━━ Supplied text

The nurse flinches and waves Eileen towards the room where George is 
helping Cindy and Elkins to sort things through.

"YOU CALLED ME DEMENTED!" comes a shriek from behind the door that 
sounds like Cindy's. "Just because I said that Cruciatis makes you 
*stronger*."

Avery turns to run, but Eileen takes him by the arm, and pulls him 
into the room.

"Ah, Eileen, Avery," George raises his gorgeous eyes. "Long time no 
see. In fact..." George doesn't finish the sentence. The last time 
Eileen and George met, he was fanning Tabouli while Tabouli screamed 
orders at her crew to bring back Eileen in chains for attempted 
LOLLIPOPS desertion.

"Am I demented?" asks Cindy earnestly. "Elkins says I'm demented. She 
says Pip will think I'm demented too. What do you think?"

"Demented is good," says Eileen calmly. "If one wants to understand 
someone walk in their shoes a mile. If one wants to understand the 
wizarding world, be demented."

A look of disaproval comes into George's beautiful eyes. 

"However, I came here to talk to Elkins." Cindy bursts into tears. 
"NOW IT'S YOU TOO!" she screams and throws herself sobbing into 
George's shapely arms. For the first time in his life, George looks a 
little awkward, doing a passable imitation of Ron Weasley in PoA. 

"Hello Eileen," says Elkins a little stiffly.

"Hello."

They stare at each other a little.

"Having fun with CRAB CUSTARD recently?" says Elkins, a cold glint in 
her eye.

Eileen blushes. 

"It's not my fault," begins Eileen. "It's just..."

━━━━
━━ Information shown

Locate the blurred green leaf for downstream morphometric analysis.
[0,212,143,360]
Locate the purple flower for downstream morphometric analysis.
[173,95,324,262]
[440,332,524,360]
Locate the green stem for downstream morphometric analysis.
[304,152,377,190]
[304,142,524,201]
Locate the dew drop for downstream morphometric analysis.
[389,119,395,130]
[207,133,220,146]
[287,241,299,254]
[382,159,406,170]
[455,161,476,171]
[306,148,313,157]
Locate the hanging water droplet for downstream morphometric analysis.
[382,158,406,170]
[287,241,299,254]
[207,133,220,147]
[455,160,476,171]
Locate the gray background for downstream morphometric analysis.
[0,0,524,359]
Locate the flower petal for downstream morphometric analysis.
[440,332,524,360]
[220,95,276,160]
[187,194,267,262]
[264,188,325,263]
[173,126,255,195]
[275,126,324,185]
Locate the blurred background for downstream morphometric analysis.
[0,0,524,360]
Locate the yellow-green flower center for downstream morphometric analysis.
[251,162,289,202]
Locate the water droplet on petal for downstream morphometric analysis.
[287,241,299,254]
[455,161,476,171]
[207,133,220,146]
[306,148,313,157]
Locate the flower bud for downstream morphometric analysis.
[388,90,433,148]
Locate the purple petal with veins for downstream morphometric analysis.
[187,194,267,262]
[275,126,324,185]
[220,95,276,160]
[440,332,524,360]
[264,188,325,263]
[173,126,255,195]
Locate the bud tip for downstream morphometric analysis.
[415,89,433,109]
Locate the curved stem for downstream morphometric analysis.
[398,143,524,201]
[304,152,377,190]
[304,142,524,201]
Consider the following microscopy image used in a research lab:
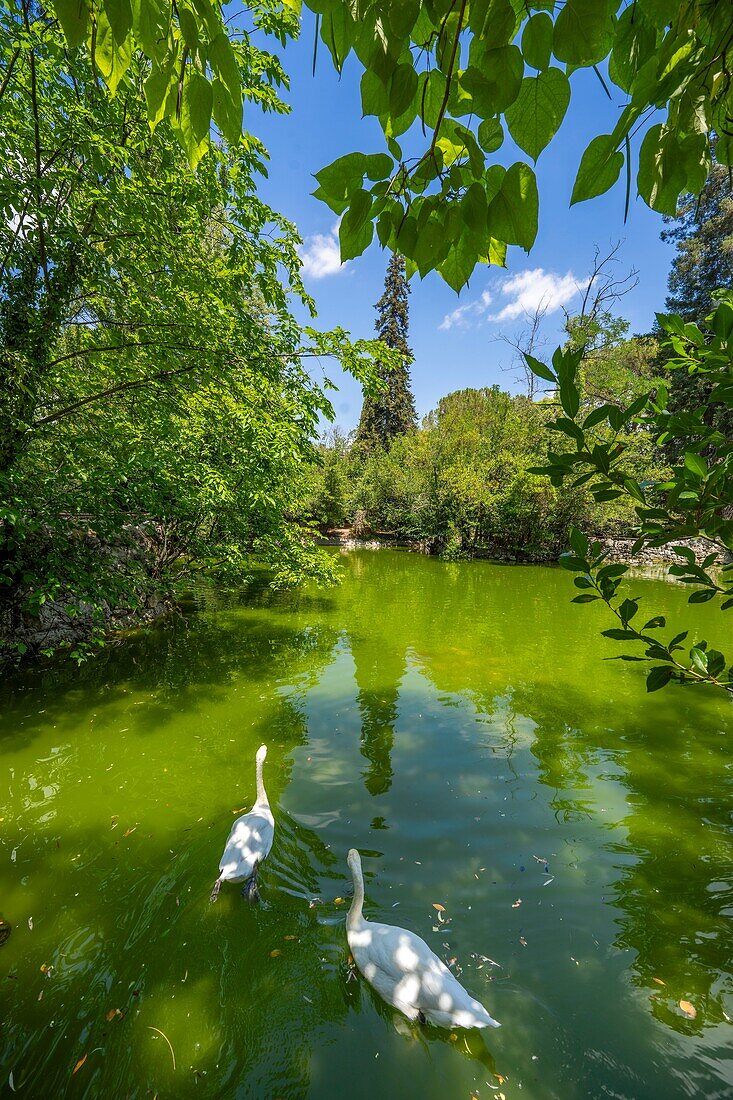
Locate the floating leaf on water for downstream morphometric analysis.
[147,1024,176,1069]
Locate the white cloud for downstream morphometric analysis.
[490,267,580,321]
[438,267,582,331]
[438,290,493,331]
[298,222,347,278]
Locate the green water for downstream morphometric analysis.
[0,551,733,1100]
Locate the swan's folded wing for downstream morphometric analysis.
[354,922,494,1027]
[219,811,275,879]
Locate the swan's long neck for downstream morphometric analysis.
[256,760,269,805]
[347,866,364,932]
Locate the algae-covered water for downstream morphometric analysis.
[0,551,733,1100]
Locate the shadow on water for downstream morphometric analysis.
[0,553,733,1100]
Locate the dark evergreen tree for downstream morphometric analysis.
[661,165,733,325]
[661,164,733,461]
[354,255,417,453]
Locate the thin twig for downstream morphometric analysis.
[147,1024,176,1069]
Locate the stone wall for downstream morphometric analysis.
[319,528,733,567]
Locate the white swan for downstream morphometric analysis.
[347,848,501,1027]
[211,745,275,901]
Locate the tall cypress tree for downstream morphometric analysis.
[661,164,733,459]
[661,164,733,325]
[354,255,417,453]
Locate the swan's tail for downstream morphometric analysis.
[242,860,260,904]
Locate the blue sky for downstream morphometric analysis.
[244,12,674,429]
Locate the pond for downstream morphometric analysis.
[0,551,733,1100]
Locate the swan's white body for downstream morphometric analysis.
[347,848,501,1027]
[211,745,275,901]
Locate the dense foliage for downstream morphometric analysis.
[309,325,660,559]
[0,2,389,656]
[354,255,416,454]
[48,0,733,289]
[529,290,733,692]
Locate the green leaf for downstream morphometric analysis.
[685,451,708,477]
[105,0,133,45]
[619,600,638,623]
[636,124,707,217]
[553,0,617,66]
[438,231,477,293]
[53,0,89,50]
[505,68,570,161]
[95,9,132,95]
[559,377,580,417]
[207,31,242,103]
[143,63,177,127]
[315,153,372,213]
[570,134,624,206]
[570,527,589,558]
[387,63,417,119]
[558,550,588,573]
[489,161,539,252]
[339,188,374,262]
[461,182,489,235]
[459,45,524,119]
[416,69,447,130]
[211,77,242,146]
[687,589,716,604]
[522,11,553,69]
[646,664,675,692]
[479,119,504,153]
[469,0,517,46]
[690,646,708,675]
[522,352,557,384]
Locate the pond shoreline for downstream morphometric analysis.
[5,528,733,668]
[318,527,733,567]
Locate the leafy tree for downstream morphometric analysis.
[661,164,733,325]
[308,0,733,289]
[0,2,389,657]
[47,0,733,289]
[661,164,733,451]
[354,255,417,453]
[521,292,733,692]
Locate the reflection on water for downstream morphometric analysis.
[0,552,733,1100]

━━━━

Tasks to perform -
(A) Reproduce the passage of the story excerpt starting at "Avery turns to" and ending at "LOLLIPOPS desertion.".
(B) Name every character in the story excerpt who speaks at least one line of dialogue.
(C) Answer these questions using the story excerpt:
(i) What does Cindy say Elkins called her?
(ii) What was George doing the last time he and Eileen met?
(iii) What does Elkins ask Eileen whether she has been having fun with recently?

Solutions to the tasks -
(A)
Avery turns to run, but Eileen takes him by the arm, and pulls him 
into the room.

"Ah, Eileen, Avery," George raises his gorgeous eyes. "Long time no 
see. In fact..." George doesn't finish the sentence. The last time 
Eileen and George met, he was fanning Tabouli while Tabouli screamed 
orders at her crew to bring back Eileen in chains for attempted 
LOLLIPOPS desertion.

(B) Cindy, George, Eileen, Elkins

(C)
(i) Demented.
(ii) He was fanning Tabouli.
(iii) CRAB CUSTARD.